_EXTRACTED RECORDS_:
================================
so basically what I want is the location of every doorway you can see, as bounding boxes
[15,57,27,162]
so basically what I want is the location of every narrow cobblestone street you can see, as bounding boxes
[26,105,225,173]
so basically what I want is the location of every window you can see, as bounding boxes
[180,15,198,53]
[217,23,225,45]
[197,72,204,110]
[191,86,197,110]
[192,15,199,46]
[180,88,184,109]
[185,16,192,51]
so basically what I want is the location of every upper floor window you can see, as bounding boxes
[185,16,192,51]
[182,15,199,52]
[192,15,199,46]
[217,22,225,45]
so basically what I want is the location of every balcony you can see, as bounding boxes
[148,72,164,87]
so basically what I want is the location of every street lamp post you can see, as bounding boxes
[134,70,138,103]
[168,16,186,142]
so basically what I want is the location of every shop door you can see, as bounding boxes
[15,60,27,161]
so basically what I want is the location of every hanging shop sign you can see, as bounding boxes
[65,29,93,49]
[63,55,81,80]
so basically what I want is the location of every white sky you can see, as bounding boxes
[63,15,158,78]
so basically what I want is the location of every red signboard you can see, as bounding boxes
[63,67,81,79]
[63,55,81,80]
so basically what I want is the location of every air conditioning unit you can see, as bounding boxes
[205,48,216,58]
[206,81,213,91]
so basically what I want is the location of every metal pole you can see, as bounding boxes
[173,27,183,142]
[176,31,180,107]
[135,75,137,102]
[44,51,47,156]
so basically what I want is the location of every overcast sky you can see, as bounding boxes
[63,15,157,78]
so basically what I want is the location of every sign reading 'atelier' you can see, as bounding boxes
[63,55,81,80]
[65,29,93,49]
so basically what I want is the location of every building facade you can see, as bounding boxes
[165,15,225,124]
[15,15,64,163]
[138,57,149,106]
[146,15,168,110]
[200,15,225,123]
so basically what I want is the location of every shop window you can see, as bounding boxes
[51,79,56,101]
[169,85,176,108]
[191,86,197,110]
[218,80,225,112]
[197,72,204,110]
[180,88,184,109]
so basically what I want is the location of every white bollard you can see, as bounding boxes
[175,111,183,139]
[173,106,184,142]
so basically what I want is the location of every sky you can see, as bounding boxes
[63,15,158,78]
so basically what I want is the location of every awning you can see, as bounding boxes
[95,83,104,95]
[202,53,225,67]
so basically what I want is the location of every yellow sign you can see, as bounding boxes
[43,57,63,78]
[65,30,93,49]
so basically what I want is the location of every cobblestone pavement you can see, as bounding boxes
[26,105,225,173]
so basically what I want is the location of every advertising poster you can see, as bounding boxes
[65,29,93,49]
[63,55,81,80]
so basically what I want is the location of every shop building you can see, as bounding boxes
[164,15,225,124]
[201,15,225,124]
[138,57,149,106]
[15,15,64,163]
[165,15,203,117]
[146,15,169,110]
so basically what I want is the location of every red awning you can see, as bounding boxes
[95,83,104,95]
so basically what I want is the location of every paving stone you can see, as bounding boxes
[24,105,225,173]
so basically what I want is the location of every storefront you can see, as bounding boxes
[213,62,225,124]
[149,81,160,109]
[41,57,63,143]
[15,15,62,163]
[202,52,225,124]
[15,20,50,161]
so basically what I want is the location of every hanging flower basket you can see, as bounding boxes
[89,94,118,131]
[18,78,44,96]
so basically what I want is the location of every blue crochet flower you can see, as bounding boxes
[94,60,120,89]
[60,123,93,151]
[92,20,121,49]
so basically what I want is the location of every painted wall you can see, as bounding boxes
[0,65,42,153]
================================
_ASSIGNMENT_:
Every line of the listing above is to be set down again without any change.

_SOLUTION FOR THIS EXERCISE_:
so basically what I want is the location of every doorway you can see, as bounding boxes
[15,57,27,162]
so basically what I want is the location of every narrow cobblestone street you can see, as bounding boxes
[26,105,225,173]
so basically what I want is the location of every window you can see, as bounding boxes
[180,15,198,53]
[217,23,225,45]
[197,72,204,110]
[191,86,197,110]
[192,15,199,46]
[180,88,184,109]
[185,16,192,51]
so basically what I want is the location of every upper floor window you can see, as bounding boxes
[185,16,192,51]
[182,15,199,52]
[192,15,199,46]
[217,22,225,45]
so basically what I want is the location of every balcony you can see, as bounding boxes
[148,72,164,87]
so basically what I want is the location of every street lamp post you can see, as bounding boxes
[134,70,138,103]
[168,16,186,142]
so basically what I want is the location of every shop door you can see, as bounding boxes
[15,60,27,161]
so basically what I want is the location of every hanging shop sign you can see, as bounding boxes
[65,29,93,49]
[63,55,81,80]
so basically what I want is the location of every white sky you can see, as bounding boxes
[63,15,158,78]
so basically what I want is the location of every red signboard you can see, as bounding boxes
[63,67,81,79]
[63,55,81,80]
so basically what I want is the location of every air conditioning unit you can see, as bounding boxes
[205,48,216,58]
[206,81,213,91]
so basically what I want is the location of every metal pole you can see, as bounding boxes
[173,27,183,142]
[176,31,180,107]
[135,75,137,102]
[44,51,47,156]
so basically what I want is the location of every overcast sky you can see, as bounding boxes
[63,15,157,78]
so basically what I want is the location of every sign reading 'atelier' you can see, as bounding boxes
[63,55,81,80]
[65,29,93,49]
so basically what I want is the location of every building facade you can see, as bounding boxes
[165,15,225,124]
[15,15,64,163]
[138,57,149,106]
[146,15,168,110]
[200,15,225,123]
so basically what I want is the location of every shop window you can see, as bounding boxes
[51,79,56,101]
[169,85,176,108]
[191,86,197,110]
[218,80,225,112]
[197,72,204,110]
[180,88,184,109]
so basically what I want is the location of every white bollard you can see, as bounding boxes
[175,111,183,139]
[173,106,184,142]
so basically what I want is the location of every sky you can see, as bounding boxes
[63,15,158,78]
so basically what I want is the location of every awning you can see, as bounding boxes
[95,83,104,95]
[202,53,225,67]
so basically what I want is the location of every yellow sign you can see, as bounding boxes
[43,57,63,78]
[65,30,93,49]
so basically what I want is the location of every cobblestone pavement you can see, as bounding boxes
[26,105,225,173]
so basically what I want is the location of every advertising poster you can see, as bounding boxes
[65,29,93,49]
[63,55,81,80]
so basically what I want is the location of every shop building you can see, as bounding boxes
[164,15,225,124]
[201,15,225,124]
[138,57,149,106]
[15,15,64,163]
[165,15,203,117]
[146,15,169,110]
so basically what I want is the location of every red awning you can see, as bounding boxes
[95,83,104,95]
so basically what I want is the location of every paving stone you can see, as bounding boxes
[24,105,225,173]
so basically what I want is the location of every storefront you can see, as bounding boxes
[213,62,225,124]
[149,81,160,109]
[41,57,63,143]
[15,15,62,163]
[202,52,225,124]
[15,20,50,161]
so basically what I want is the location of every hanging flower basket you can see, as bounding boxes
[89,94,118,131]
[18,78,44,96]
so basically what I want is the location of every blue crochet flower you can see, as bounding boxes
[94,60,120,89]
[60,123,93,151]
[92,20,121,49]
so basically what I want is the location of every painted wall you can see, as bounding boxes
[0,65,42,153]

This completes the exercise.